## Extrait choisi

####

La photo comme mémoire de l'instantanéité. Car, ces images là ont tout de l'instant volé, ces belles bourgeoises aux tenues parfaites qui se promènent avenue du Bois de Boulogne le dimanche matin... mais aussi de la complicité avec les proches qu'il s'agisse d'un séjour au ski ou de baignades à Royan. Des moments intimes en compagnie de Florette ou Bibi... Le bain de Sacha Guitry avec son amie, la comédienne Yvonne Printemps, et Bibi, la femme de Lartigue, un moment la tête dans l'eau, près du rivage (Le seul bain de Sacha, Royan, juin 1924). Le passage du président Emile Loubet, en calèche, traversant le bois de Boulogne comme un simple anonyme (Monsieur Loubet en calèche, 1905). Lartigue est très jeune mais sait déjà rendre compte de moments sortant de l'ordinaire. Ces moments flottant au sein d'une bourgeoisie légère sont ceux qu'il vit.

####

## Informations fournies
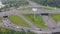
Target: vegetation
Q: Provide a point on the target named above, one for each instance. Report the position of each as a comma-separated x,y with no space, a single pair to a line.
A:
55,17
52,3
26,8
47,8
1,20
18,21
12,3
38,21
10,31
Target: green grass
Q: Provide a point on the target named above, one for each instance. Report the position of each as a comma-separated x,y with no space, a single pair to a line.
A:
27,8
55,17
47,8
1,20
38,21
18,21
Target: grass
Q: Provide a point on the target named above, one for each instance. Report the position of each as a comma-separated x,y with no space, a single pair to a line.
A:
38,21
47,8
55,17
26,8
1,20
18,21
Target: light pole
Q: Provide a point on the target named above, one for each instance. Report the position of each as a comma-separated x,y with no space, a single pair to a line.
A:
34,10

####

## Exercices
1. Traduisez en anglais cette phrase de l'extrait sur les photos de Lartigue : « Lartigue est très jeune mais sait déjà rendre compte de moments sortant de l'ordinaire. »
2. Poursuivez l'extrait sur les photos de Lartigue juste après sa dernière phrase.
Les entrées n'ont aucun rapport avec l'extrait.

## Réponses par exercice
1. Lartigue is very young, yet he already knows how to capture moments out of the ordinary.

2.
Les femmes sublimées
Comme les poètes, et Baudelaire en particulier, Lartigue semble adorer les femmes sophistiquées, maquillées, hâlées par des journées de bonheur au soleil. Sophistiquées même à moitié nues. Si ses premières photos de femmes sont prises d'un point de vue oblique, presque timide, avec l'âge, Jacques Henri Lartigue convoque la sensualité comme personne et choisit un angle direct, le portrait. Et ces images de femmes, amantes, épouse... sont comme une ode à la féminité parfaite. Maquillées avec élégance. La volupté au bord des cils. La sensualité. Renée, et surtout Florette, les ongles longs et vernis, les bras relevés entourant un visage parfait aux lèvres charnues. Le regard de l'homme, non pas indiscret, sinon complice et amoureux. A l'époque, ni même aujourd'hui, la photographie de mode elle-même ne sait créer de tels reflets de la féminité sublimée. Dans un autre registre, c'est sans doute la raison pour laquelle l'Américaine Diane Arbus l'avait quittée au profit des portraits de « freaks », plus beaux encore que ces images de femmes glacées face aux miroirs de pacotille.